» Text provided
*** Begin section ***
The yield curve inverted for the first time in 5 years yesterday with the yield on the 2 year note rising ever so slightly above the 10 year bond. This is a signal of a possible recession coming within 6 months. I say possible because although the last 5 recessions in the USA have been preceded by an inverted yield curve, the existence of an inverted yield curve does not guarantee a recession. It can just represent the coming of a very nice slow down and profit recession. It's like a PSA test for prostate cancer. One of the major signals for prostate cancer is high PSA. But high PSA does not guarantee Prostate cancer. It could just represent an enlarged prostate.

Nevertheless, this is a genuine yellow flag and should be taken seriously. Typically, a period of distribution results before the Bear comes. This distribution could even result in new marginal 52 week highs for the indices over the next 5 weeks. That is the ideal time to hedge your longs.

There is no need to freak out and sell everything here. If you have good stocks or good funds, they will outperform the S@P 500 or Nasdaq 100. Just Hedge Your Longs. URPIX is an excellent vehicle. It is a Bear Fund whose daily investment results correspond to twice the inverse of the performance of the S&P 500 index. So, for example, if you have 1M invested in stocks, you should buy 500K of URPIX to hedge your longs.

Capital preservation takes precedence when the market issues a yellow flag. I'm not expecting more than a 10%-20% correction here. And it may take place quite swiftly by the end of the first quarter, 2006, or by May 2006 at the latest. The Market is a discounting mechanism and waits for no one.

Many will say that this holiday week is notorious for strong moves due to light volume. That may be true. But don't ignore the inverted yield curve signal.

Make it one of your New Years resolutions to hedge your longs.
*** End section ***
Answer these questions from the text on the inverted yield curve:
1. Which two securities' yields crossed when the curve inverted?
2. Which fund does the text name as a vehicle for hedging long positions?
3. How large a correction does the writer expect?
The records are separate material that has no connection to the text on the yield curve.

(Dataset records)
*** Begin section ***
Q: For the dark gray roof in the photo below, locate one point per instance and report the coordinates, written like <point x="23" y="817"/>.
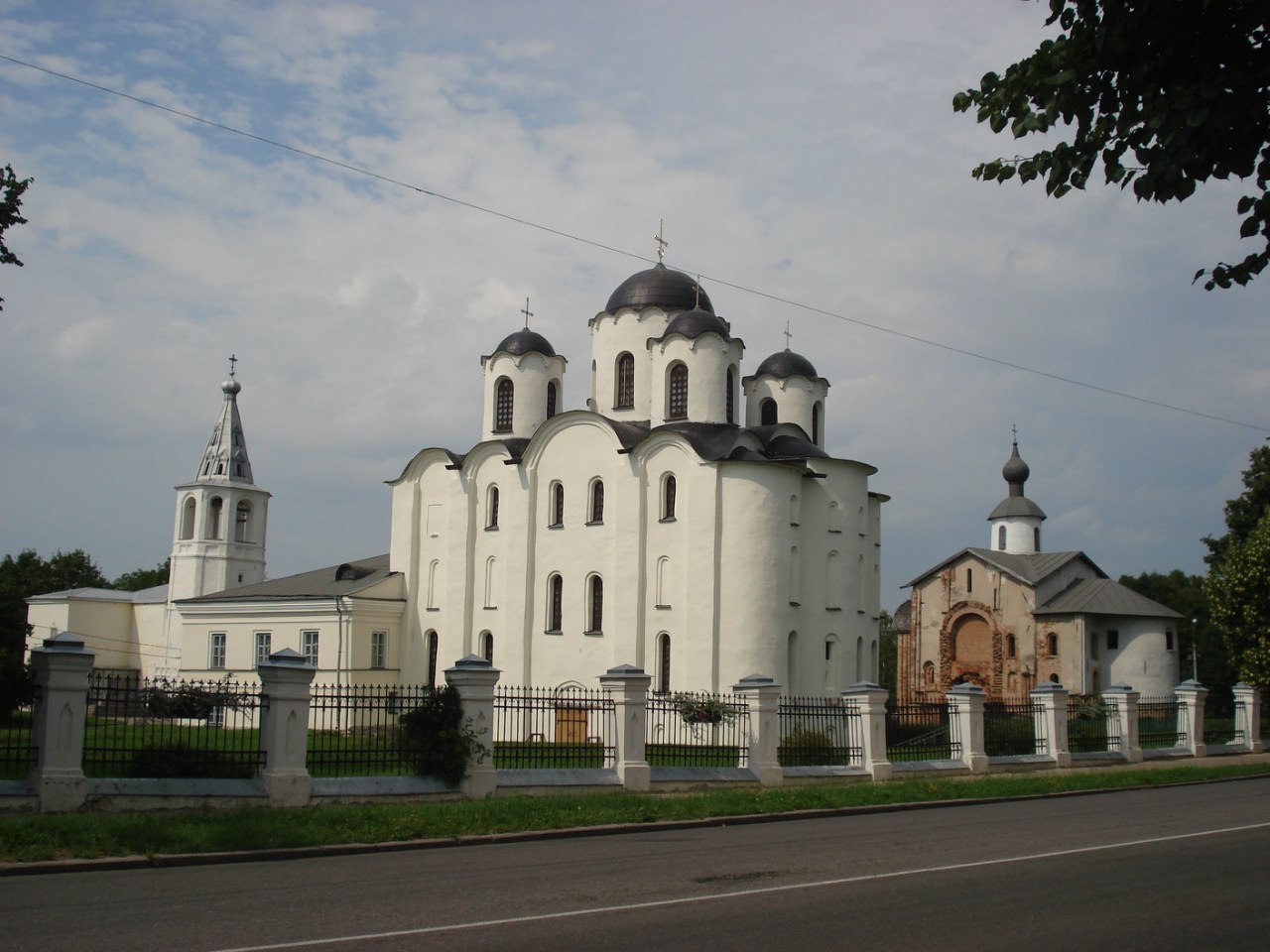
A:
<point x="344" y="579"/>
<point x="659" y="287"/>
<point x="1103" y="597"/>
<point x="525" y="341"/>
*** End section ***
*** Begin section ***
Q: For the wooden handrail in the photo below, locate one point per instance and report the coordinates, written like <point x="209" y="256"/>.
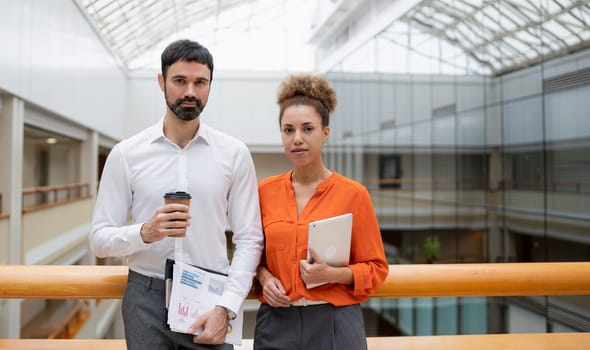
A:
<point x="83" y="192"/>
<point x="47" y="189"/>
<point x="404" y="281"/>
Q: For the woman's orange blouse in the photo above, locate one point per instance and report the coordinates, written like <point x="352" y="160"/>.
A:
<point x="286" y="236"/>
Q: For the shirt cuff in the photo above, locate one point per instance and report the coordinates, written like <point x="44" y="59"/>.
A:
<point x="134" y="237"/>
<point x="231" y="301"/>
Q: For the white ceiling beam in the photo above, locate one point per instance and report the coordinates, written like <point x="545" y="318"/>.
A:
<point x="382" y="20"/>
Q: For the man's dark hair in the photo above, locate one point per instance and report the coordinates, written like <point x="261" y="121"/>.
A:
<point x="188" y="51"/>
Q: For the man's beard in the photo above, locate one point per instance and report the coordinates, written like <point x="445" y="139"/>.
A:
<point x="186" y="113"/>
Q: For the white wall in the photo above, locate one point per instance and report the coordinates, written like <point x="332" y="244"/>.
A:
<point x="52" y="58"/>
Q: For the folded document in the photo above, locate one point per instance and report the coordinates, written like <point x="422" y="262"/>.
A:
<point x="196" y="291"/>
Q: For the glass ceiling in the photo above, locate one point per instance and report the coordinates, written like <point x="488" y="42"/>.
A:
*** End section ***
» Result for this task
1. The 2 year note and the 10 year bond.
2. URPIX.
3. No more than 10%-20%.